--- What this task involves ---
Pick every line out of the entries below that holds the string "uniform", and report them.
++++++++++
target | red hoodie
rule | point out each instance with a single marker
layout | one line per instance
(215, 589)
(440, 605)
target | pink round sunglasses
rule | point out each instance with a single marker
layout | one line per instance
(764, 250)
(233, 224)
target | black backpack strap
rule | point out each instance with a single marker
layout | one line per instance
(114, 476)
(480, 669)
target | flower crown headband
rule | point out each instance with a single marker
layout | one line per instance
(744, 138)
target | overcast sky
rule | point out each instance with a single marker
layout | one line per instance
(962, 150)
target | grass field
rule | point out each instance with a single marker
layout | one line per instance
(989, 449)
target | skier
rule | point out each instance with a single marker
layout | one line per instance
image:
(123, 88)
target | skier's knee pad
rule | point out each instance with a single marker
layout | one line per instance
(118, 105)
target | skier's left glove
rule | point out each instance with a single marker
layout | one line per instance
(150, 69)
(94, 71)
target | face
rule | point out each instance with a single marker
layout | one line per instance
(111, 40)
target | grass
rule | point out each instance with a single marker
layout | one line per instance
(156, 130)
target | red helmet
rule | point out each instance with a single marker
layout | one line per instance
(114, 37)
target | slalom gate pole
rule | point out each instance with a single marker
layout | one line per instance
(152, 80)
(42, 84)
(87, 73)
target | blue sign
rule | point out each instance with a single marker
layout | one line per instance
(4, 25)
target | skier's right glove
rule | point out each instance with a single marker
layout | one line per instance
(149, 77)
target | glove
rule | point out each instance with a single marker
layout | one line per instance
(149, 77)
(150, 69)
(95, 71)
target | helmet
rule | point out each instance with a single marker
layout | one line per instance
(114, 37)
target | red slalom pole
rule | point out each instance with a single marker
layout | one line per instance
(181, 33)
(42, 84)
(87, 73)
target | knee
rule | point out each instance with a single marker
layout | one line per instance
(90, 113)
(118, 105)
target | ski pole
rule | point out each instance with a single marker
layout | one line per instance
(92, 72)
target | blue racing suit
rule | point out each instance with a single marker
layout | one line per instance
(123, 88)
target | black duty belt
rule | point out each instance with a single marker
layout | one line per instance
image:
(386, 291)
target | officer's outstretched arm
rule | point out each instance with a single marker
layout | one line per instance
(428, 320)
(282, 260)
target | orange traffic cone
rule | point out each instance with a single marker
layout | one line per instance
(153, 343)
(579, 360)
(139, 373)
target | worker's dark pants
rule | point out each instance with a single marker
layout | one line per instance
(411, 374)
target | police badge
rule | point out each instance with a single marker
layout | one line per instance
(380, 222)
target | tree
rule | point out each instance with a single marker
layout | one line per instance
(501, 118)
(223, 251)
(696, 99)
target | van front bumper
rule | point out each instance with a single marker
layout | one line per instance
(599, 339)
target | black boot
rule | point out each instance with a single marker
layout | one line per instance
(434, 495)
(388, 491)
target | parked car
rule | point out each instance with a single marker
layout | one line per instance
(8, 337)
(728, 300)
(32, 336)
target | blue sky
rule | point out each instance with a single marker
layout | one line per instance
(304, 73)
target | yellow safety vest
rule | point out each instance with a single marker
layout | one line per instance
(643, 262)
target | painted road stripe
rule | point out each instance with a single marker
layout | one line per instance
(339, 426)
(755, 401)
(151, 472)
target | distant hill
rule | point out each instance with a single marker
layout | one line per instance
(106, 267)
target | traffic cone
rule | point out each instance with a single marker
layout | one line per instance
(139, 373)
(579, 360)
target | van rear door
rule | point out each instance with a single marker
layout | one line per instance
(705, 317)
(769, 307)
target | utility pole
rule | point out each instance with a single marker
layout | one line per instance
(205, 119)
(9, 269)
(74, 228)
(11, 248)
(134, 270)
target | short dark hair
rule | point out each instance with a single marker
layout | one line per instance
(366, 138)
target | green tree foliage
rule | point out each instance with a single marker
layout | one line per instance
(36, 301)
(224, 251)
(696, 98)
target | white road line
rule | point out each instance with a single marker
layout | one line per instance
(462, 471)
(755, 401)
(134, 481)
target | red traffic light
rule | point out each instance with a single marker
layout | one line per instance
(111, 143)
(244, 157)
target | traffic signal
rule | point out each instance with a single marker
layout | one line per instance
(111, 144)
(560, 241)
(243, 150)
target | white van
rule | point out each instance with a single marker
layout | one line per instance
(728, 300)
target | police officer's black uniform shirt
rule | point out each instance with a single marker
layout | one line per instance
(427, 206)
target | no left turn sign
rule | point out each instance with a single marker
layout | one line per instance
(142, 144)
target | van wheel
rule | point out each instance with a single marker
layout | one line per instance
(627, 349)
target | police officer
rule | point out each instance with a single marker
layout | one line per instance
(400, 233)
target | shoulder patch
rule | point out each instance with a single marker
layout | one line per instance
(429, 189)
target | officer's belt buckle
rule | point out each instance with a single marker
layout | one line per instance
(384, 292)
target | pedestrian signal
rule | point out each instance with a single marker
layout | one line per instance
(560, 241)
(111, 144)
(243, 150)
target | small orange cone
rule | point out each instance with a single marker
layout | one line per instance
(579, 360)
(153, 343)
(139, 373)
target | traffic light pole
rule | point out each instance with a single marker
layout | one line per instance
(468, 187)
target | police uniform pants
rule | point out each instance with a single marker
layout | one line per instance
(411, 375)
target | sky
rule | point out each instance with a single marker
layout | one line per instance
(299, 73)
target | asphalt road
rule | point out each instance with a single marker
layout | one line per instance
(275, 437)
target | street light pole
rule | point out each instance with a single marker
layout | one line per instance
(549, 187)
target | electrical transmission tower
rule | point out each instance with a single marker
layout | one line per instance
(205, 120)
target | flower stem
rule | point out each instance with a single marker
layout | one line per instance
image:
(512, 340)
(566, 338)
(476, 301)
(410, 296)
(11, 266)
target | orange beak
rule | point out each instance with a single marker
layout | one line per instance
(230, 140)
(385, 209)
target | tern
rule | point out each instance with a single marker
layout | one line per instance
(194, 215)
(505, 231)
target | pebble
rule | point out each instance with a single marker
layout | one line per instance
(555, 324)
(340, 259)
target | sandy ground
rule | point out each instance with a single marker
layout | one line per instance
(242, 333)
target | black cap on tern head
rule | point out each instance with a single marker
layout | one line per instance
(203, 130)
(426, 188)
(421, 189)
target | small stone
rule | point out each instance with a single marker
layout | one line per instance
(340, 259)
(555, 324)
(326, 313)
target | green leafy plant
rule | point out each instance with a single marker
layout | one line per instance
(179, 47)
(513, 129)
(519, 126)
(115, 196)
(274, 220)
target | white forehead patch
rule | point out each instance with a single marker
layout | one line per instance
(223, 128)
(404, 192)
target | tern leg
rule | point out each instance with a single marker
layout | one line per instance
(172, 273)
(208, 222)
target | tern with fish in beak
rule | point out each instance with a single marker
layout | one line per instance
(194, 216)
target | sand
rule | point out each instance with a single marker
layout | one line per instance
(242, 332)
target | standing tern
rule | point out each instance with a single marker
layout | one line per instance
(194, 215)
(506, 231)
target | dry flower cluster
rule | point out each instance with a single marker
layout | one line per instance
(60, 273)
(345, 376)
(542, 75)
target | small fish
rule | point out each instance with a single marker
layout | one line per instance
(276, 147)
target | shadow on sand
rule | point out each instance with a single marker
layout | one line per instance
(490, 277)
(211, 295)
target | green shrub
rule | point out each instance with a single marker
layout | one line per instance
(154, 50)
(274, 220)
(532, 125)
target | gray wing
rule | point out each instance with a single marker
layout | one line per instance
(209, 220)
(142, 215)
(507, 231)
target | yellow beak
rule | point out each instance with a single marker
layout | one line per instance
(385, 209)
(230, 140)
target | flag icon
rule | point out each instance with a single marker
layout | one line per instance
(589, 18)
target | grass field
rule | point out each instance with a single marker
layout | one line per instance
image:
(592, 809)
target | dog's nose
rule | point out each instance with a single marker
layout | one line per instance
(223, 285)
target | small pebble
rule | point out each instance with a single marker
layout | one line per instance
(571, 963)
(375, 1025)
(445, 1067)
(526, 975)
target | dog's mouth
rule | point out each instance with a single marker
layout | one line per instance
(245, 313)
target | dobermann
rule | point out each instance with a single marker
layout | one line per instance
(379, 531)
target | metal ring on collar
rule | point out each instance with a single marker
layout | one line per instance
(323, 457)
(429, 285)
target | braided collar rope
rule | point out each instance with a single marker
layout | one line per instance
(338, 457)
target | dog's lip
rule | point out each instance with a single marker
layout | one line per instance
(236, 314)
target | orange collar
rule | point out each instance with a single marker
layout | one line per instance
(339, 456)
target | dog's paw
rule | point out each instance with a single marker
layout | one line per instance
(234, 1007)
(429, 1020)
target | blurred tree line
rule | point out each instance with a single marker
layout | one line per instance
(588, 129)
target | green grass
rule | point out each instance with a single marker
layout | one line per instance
++++++++++
--- Reply ---
target | police officer's black uniform shirt
target | police uniform pants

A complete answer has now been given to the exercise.